*What is required*. Return the data word for word from its first line down to and including the line that contains "POLYGON ((449 104, 449".
########################################
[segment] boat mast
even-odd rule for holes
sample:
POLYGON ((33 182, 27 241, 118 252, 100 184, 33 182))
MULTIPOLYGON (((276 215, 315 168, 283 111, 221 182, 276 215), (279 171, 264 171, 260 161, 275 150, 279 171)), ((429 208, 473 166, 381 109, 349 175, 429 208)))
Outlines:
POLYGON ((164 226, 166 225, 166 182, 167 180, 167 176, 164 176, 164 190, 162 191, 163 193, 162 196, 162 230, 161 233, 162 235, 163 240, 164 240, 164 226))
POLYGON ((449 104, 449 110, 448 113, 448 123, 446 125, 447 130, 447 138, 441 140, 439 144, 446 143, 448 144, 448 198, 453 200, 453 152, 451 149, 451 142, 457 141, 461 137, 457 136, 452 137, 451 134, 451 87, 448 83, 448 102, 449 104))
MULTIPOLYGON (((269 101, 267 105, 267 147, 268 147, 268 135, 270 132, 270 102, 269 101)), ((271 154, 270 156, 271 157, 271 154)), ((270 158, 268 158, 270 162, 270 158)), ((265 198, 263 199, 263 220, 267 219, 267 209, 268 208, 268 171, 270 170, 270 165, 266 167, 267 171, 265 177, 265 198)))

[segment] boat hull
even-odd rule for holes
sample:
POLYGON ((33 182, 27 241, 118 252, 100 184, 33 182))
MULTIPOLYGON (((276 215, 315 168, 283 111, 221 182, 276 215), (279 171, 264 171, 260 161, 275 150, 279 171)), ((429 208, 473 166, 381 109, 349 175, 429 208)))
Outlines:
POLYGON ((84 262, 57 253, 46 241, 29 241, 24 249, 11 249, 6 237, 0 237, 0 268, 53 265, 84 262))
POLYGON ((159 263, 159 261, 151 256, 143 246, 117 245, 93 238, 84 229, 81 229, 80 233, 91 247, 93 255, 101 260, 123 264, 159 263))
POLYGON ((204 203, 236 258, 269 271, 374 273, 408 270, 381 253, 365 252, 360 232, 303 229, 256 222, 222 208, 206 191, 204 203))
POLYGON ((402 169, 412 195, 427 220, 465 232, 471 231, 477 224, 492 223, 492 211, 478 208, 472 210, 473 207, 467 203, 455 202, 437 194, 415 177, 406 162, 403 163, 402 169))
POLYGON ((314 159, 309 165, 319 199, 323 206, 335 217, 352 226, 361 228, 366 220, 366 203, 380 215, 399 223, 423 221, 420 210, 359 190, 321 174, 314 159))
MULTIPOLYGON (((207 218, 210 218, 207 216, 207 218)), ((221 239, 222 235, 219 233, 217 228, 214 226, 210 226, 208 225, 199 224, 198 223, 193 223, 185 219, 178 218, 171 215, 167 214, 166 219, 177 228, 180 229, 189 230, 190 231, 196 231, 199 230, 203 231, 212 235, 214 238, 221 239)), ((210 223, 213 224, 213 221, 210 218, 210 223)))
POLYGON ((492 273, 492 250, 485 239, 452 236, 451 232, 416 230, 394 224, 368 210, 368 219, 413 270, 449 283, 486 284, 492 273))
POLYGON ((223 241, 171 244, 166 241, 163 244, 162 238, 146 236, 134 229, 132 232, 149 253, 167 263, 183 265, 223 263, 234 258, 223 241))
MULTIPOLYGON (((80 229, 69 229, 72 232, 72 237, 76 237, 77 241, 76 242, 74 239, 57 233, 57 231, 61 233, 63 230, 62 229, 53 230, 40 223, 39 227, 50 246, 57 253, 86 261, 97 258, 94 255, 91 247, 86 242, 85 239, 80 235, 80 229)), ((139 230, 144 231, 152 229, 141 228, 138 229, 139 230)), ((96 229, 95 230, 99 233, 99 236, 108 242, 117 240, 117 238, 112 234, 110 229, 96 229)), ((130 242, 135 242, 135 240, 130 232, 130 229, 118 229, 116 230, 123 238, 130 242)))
########################################
*Output for this exercise*.
[segment] boat mast
even-odd rule for holes
sample:
POLYGON ((33 182, 27 241, 118 252, 100 184, 33 182))
MULTIPOLYGON (((276 215, 315 168, 283 111, 221 182, 276 215), (279 171, 264 171, 260 161, 275 150, 279 171)), ((429 208, 473 166, 381 109, 349 175, 429 208)))
Outlines:
POLYGON ((164 226, 166 225, 166 182, 167 180, 167 176, 164 176, 164 190, 162 191, 163 193, 162 196, 162 230, 161 233, 162 235, 163 240, 164 240, 164 226))
POLYGON ((449 104, 449 110, 448 113, 448 123, 446 125, 447 130, 447 138, 441 140, 439 144, 446 143, 448 144, 448 198, 453 200, 453 152, 451 149, 451 142, 457 141, 461 137, 457 136, 452 137, 451 134, 451 87, 448 83, 448 102, 449 104))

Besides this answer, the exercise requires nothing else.